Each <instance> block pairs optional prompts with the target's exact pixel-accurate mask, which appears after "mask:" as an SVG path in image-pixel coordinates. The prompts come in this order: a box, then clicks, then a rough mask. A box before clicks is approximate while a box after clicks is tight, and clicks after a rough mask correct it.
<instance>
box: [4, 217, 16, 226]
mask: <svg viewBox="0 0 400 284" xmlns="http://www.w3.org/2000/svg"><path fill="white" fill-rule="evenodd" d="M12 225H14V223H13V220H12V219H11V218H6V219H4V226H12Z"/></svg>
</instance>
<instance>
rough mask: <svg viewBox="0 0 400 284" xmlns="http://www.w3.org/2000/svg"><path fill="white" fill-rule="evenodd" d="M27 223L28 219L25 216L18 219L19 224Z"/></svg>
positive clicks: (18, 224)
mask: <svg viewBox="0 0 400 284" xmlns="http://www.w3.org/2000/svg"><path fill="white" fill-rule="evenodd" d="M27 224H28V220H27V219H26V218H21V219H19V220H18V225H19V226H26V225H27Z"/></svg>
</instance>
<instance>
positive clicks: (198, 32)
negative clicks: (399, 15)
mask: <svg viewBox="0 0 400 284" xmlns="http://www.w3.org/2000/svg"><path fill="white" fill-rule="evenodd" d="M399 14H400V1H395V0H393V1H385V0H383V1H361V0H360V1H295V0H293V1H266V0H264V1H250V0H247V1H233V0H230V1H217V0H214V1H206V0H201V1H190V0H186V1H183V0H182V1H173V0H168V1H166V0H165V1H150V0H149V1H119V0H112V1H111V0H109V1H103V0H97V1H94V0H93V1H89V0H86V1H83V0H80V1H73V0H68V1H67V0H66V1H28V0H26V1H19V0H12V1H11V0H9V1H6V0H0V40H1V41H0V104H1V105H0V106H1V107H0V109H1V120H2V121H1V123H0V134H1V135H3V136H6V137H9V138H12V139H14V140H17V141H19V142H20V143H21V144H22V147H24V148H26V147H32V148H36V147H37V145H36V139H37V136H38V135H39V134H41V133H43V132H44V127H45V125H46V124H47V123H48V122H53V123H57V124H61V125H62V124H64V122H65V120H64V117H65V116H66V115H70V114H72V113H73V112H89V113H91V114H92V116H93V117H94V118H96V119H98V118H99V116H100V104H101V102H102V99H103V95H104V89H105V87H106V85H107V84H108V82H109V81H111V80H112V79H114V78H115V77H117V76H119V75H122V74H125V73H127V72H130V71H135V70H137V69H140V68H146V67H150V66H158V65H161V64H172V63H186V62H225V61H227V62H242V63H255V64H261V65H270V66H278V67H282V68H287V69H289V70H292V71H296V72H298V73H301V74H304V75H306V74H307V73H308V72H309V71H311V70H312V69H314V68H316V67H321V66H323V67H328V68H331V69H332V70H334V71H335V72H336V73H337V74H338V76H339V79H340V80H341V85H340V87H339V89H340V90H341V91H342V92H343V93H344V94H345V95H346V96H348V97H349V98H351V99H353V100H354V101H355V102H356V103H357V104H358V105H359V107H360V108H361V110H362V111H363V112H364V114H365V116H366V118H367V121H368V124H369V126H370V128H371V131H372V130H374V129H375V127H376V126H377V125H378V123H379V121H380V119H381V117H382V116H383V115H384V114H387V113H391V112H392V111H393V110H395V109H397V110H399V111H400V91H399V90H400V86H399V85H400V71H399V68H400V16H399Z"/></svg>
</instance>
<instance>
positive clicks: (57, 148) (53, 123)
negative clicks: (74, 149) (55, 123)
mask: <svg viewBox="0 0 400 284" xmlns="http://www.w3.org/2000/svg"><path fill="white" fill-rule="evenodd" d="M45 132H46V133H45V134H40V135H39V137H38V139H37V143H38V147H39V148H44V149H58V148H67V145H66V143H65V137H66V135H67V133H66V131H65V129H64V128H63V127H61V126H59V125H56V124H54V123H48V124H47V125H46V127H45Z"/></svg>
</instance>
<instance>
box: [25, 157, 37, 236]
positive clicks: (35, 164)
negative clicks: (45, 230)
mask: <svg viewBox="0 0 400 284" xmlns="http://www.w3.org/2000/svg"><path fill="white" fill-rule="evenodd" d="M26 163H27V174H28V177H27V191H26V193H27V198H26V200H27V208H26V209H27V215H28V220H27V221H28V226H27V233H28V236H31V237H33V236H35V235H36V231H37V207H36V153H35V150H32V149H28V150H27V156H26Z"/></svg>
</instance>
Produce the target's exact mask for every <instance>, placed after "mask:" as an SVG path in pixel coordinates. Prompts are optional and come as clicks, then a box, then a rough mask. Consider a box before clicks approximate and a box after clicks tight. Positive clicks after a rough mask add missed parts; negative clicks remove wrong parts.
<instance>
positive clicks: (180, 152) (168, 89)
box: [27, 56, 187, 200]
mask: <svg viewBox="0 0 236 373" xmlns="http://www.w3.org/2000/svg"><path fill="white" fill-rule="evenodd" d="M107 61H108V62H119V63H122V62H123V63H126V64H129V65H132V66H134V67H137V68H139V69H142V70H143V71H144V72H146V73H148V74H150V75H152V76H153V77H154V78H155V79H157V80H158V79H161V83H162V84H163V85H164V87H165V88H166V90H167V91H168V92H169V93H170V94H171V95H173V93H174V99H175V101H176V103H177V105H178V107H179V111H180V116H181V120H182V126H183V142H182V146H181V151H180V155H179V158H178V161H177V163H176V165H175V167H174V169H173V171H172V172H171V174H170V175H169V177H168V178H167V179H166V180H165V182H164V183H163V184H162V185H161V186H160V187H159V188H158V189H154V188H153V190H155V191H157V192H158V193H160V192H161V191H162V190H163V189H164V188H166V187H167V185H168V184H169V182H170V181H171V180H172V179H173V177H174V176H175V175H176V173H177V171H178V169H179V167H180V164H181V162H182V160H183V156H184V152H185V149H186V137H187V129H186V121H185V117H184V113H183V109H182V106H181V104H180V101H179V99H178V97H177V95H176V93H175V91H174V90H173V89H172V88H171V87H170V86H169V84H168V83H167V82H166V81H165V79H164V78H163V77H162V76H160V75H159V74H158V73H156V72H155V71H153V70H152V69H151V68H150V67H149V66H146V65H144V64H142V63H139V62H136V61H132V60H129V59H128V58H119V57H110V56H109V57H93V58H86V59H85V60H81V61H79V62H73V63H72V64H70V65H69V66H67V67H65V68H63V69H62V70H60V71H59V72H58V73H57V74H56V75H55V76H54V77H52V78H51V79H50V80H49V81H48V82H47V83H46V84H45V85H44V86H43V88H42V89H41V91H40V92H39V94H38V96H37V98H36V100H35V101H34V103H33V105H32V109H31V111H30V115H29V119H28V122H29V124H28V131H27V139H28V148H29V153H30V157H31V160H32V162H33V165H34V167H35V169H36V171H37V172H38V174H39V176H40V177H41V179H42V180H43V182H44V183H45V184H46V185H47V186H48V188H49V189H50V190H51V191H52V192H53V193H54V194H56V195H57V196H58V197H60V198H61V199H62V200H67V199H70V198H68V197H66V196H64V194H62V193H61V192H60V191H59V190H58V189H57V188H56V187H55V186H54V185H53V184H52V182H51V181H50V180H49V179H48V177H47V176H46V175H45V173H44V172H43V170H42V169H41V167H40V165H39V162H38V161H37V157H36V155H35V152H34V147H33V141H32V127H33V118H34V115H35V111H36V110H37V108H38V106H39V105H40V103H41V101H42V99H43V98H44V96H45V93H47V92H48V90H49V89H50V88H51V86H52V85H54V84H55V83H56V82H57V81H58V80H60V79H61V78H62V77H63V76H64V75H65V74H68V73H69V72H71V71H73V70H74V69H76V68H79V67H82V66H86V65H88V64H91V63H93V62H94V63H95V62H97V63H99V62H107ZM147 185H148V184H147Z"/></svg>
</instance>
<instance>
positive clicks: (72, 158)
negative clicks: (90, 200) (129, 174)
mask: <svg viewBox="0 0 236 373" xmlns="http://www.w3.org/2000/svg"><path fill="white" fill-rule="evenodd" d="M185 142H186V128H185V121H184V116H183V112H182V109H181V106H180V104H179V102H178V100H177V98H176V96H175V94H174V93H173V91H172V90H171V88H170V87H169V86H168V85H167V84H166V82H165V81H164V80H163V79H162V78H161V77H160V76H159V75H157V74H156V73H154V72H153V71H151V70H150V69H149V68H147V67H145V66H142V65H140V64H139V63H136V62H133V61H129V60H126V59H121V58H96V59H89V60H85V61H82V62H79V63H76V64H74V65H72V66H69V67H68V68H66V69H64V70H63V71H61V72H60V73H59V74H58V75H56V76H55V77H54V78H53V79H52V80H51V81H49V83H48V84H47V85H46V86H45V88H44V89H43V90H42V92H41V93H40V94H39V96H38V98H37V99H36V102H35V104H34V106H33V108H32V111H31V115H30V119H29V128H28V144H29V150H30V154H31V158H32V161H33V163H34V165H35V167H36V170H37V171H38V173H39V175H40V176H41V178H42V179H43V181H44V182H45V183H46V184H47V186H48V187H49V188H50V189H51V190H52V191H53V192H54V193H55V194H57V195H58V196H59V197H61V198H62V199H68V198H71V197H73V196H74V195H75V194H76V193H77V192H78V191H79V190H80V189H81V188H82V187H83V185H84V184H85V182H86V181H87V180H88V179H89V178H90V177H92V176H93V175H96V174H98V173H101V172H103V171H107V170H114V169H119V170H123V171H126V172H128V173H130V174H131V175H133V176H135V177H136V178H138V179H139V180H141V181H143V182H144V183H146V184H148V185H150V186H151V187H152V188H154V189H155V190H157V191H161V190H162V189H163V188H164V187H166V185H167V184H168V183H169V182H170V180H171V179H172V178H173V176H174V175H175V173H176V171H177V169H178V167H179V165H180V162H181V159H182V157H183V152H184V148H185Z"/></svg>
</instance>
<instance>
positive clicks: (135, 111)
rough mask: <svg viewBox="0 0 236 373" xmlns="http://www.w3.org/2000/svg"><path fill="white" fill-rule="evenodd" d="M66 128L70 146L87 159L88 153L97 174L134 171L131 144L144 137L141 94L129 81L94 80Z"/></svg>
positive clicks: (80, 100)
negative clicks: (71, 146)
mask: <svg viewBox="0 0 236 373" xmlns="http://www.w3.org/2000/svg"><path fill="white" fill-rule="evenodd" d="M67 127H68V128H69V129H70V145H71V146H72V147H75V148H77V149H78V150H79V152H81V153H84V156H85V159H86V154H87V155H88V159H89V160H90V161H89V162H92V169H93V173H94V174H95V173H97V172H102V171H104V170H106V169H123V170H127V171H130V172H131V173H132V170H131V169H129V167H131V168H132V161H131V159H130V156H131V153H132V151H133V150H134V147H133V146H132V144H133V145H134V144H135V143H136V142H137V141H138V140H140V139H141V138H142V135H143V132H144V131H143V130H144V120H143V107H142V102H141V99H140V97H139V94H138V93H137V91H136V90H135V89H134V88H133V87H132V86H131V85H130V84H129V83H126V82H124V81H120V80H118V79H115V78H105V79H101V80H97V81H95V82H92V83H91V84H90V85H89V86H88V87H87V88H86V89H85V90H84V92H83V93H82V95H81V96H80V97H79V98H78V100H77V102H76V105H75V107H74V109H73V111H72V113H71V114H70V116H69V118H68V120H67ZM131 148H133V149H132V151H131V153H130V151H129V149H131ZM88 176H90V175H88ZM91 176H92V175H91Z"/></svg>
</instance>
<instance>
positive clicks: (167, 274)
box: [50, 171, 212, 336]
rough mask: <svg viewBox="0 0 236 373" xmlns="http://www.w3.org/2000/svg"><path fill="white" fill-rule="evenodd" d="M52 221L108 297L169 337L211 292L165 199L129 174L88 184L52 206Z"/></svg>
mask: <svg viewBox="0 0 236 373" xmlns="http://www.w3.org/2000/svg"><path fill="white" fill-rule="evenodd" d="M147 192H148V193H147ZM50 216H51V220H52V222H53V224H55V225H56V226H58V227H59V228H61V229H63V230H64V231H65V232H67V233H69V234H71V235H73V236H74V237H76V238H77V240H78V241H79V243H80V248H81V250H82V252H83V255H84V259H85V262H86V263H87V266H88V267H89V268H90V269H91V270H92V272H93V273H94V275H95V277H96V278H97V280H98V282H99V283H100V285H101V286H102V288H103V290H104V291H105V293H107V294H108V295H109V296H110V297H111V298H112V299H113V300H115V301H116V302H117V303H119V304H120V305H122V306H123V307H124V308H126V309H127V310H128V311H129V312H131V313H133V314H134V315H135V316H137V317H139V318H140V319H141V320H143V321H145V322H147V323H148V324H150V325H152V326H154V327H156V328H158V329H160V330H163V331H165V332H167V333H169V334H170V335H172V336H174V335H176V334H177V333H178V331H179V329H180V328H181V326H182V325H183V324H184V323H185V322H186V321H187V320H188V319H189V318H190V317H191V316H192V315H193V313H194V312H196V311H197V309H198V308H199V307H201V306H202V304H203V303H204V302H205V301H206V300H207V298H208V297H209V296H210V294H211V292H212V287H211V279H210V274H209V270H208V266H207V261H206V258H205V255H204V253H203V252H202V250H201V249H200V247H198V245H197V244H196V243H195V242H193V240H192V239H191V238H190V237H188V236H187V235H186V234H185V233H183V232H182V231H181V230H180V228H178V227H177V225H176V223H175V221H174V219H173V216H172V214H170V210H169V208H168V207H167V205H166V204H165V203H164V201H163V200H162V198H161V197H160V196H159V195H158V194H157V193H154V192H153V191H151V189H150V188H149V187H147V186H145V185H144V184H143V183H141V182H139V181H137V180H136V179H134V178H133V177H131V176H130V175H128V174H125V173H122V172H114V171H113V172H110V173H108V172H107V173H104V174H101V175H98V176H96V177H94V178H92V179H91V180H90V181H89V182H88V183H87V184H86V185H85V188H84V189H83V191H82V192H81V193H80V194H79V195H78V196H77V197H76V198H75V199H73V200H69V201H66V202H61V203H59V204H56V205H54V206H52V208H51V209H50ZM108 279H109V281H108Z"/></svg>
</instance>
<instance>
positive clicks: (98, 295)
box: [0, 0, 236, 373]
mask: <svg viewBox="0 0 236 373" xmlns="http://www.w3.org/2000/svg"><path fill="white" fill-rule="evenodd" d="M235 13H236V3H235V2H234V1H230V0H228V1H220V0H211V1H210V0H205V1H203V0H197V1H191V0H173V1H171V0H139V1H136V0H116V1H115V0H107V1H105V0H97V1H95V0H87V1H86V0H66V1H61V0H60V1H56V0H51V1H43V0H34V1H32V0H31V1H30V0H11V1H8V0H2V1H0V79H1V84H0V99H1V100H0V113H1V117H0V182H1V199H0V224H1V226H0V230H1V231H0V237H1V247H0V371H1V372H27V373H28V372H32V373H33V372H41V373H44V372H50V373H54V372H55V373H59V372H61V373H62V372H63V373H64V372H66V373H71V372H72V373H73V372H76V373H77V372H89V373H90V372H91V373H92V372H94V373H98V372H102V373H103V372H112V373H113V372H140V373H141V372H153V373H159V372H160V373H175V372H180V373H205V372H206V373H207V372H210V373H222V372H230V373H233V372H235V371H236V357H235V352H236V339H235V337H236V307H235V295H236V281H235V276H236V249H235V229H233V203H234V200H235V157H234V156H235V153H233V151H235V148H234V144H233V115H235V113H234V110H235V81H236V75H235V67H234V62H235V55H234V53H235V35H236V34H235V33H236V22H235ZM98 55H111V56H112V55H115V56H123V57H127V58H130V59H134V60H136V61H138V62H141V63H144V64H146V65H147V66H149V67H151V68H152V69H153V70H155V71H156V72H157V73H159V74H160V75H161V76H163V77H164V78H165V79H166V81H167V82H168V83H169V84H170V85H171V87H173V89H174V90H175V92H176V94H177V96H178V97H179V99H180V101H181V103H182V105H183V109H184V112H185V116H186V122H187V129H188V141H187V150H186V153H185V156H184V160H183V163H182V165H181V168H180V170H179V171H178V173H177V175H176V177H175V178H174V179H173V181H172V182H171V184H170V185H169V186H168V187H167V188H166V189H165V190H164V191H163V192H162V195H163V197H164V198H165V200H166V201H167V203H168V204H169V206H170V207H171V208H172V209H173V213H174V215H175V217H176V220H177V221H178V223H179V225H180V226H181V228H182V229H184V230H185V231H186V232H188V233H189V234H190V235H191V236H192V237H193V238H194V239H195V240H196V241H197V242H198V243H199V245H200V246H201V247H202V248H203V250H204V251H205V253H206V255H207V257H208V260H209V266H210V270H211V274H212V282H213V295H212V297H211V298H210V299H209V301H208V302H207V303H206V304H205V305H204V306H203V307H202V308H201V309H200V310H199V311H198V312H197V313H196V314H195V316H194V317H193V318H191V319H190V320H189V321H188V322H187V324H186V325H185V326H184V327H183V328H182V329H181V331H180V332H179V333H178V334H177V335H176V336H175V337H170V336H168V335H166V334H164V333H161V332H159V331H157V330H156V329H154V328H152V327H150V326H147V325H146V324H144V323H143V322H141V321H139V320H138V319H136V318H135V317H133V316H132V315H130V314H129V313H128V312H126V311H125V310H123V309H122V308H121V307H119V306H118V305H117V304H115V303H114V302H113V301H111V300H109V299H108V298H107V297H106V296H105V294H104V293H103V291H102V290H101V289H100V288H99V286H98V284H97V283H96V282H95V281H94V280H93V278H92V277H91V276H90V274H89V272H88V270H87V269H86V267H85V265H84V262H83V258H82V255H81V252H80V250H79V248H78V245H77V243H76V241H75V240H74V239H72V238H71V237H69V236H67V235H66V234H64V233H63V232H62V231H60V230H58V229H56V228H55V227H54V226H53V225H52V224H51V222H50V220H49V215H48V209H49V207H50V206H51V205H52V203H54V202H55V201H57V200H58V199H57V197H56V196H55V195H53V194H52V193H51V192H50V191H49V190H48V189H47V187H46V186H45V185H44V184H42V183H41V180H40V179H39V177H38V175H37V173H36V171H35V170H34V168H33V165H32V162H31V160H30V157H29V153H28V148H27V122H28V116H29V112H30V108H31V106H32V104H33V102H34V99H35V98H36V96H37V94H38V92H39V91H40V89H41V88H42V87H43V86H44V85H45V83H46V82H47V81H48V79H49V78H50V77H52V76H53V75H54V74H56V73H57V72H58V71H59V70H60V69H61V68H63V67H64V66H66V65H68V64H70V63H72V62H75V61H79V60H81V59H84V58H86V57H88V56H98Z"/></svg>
################
▶ YOUR ASSIGNMENT: Lines holding "tight": count them across the data and reply with the number alone.

▶ TASK OUTPUT: 2